Object location annotation data:
-- Start --

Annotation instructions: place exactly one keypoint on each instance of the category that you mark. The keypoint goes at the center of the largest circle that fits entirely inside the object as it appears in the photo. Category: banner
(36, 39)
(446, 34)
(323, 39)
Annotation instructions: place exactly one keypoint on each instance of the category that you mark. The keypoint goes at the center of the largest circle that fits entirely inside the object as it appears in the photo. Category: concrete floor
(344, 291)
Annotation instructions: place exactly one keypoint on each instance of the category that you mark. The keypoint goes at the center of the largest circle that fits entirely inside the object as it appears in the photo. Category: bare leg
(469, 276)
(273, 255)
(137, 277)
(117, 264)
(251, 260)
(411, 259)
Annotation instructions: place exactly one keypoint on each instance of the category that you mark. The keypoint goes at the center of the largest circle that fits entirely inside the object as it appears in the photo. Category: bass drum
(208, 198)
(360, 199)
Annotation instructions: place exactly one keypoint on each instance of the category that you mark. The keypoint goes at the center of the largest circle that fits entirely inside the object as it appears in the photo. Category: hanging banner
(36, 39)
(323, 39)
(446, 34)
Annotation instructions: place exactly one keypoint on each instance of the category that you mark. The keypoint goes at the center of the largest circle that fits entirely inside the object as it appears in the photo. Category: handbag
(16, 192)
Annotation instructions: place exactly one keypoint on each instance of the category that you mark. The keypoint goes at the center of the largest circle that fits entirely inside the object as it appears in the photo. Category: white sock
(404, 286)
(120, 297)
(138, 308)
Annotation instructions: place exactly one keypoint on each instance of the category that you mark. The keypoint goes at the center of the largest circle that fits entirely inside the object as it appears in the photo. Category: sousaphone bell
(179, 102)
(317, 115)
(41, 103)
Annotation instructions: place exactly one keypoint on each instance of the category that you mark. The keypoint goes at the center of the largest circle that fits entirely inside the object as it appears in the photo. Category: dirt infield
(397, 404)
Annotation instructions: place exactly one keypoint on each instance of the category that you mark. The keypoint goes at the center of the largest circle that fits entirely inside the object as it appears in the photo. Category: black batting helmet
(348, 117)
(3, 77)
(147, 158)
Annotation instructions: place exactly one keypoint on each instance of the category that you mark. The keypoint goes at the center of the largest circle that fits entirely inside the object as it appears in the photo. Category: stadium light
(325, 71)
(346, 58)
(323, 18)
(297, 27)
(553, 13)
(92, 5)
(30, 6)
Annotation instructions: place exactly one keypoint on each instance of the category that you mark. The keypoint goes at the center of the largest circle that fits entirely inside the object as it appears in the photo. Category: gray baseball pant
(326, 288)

-- End --

● Given problem
Reproduce all of the data exactly as given.

● Response to the exercise
Annotation instructions: place exactly one keypoint on each instance of the category that you mark. The keypoint goes at the center of the largest circle that fits entirely inside the object as it appears in the photo. Category: banner
(36, 39)
(446, 34)
(323, 39)
Annotation instructions: place exactly one keypoint on each instance of the category that you mark. The keypoint goes at the center of the largest circle that fits entirely inside the object as it appears in the photo. Category: concrete floor
(344, 291)
Annotation instructions: place exactly one keypoint on each instance of the category that you mark. The keypoint goes at the center of the largest circle that fits entirely inside the object as it appears in the photo. Category: bare leg
(469, 276)
(273, 255)
(137, 277)
(117, 264)
(251, 260)
(411, 259)
Annotation instructions: place exactly one keypoint on each instance of the category that you mark. The keypoint goes at the center of the largest circle that fits entirely inside the object as it appears in the photo. Category: bass drum
(208, 198)
(360, 199)
Annotation instructions: place exactly one keypoint on each instance of the category that you mark. The keypoint goes at the center of the largest circle that fits entirely inside the object as it appears in the photo. Category: hanging banner
(36, 39)
(323, 39)
(446, 34)
Annotation instructions: place exactly one keypoint on each instance of the category that you mark. The keypoint goes at the center of the largest circle that fits entirely inside the object as it appears in the photo. Category: handbag
(16, 192)
Annotation instructions: place exactly one keypoint on each instance of the category that you mark. The keypoint goes at the center of the largest circle that fits entirely inside the object as it appears in the photo. Category: white sock
(404, 286)
(120, 297)
(138, 308)
Annotation instructions: place exactly one keypoint on each instance of the category that you mark. The keypoint goes at the center of the largest circle that fits entirely inside the object as it appears in the photo. Category: sousaphone bell
(179, 102)
(317, 115)
(41, 103)
Annotation instructions: place exactly one keypoint on each instance of the category that you mark. The keypoint goes at the center of the largest circle that fits entirely inside the object as it appears in the photo. Category: dirt infield
(397, 404)
Annotation instructions: place exactly one keypoint on each instance of the category that you mark. The keypoint goes at the center of the largest circle that fits entirely inside the object as it appears in the photo. Category: black batting helmet
(348, 117)
(3, 77)
(147, 158)
Annotation instructions: place exactly one keypoint on each instance of the category that you mark. The keypoint goes at the center of the largest circle that fits entirely inside the object as it appears in the photo. Category: stadium light
(325, 71)
(346, 58)
(323, 18)
(297, 27)
(553, 13)
(92, 5)
(30, 6)
Annotation instructions: place exactly one keypoint on each instance of the category that you mark. The keypoint goes at the center of the largest circle that fits entirely inside the object as it appears in the photo. Category: gray baseball pant
(326, 288)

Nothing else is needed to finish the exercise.